A judge in a provincial town granted an extension of an interim care order for an infant boy. Neither parent was resident in the jurisdiction at the time of the application, though both were legally represented at the hearing. The judge advised the social workers to try to liaise with local social work teams where the mother was based to try to progress matters.
The social worker said she believed the mother to be in a rehabilitation centre or waiting to enter a rehabilitation centre in her home country. The social worker said she had been trying to contact the mother but had been unsuccessful to date. The father was in his home country, which was war-torn. The social worker said that she had been liaising with international social services in contact with social work counterparts in the other countries but to date there had been no progress.
The judge asked: “Is there anything we can do to expedite matters?”
The social worker: “No, I do not think so, everything takes time, everything has to be translated and it just takes time. International social services do their own thing, and it can take months.”
The guardian ad litem (GAL) said the boy was doing very well. She said: “He [the boy] is thriving, reaching all his milestones, he is just a joy to spend time with, full of smiles and chat.” He had had his first vaccines and had moved to solid foods. He had been unwell with a respiratory infection but had fully recovered. She said she had had no contact with the father.
She said it was her understanding the mother had moved from prison to a rehabilitation centre, but it was necessary to have clarity on the mother’s position. The GAL said she had an address for the mother in her home country, and she wondered if it might be possible to make contact with the local social services directly rather than waiting for the international services to respond. She said it was critical to find the mother as it was important the views of the mother and father are known. It was also important for the boy to have access with his parents.

Dataset records

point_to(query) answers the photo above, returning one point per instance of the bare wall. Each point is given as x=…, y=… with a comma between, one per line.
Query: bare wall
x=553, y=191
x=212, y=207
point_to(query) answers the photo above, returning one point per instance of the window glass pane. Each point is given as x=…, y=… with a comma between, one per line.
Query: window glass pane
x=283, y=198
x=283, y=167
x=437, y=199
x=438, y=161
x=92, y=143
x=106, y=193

Exercise details
Reproduce the part of the court report on the care order between "The guardian ad" and "with the father.", inclusive, word for word. The data printed above comes from a different source than the court report on the care order.

Exercise result
The guardian ad litem (GAL) said the boy was doing very well. She said: “He [the boy] is thriving, reaching all his milestones, he is just a joy to spend time with, full of smiles and chat.” He had had his first vaccines and had moved to solid foods. He had been unwell with a respiratory infection but had fully recovered. She said she had had no contact with the father.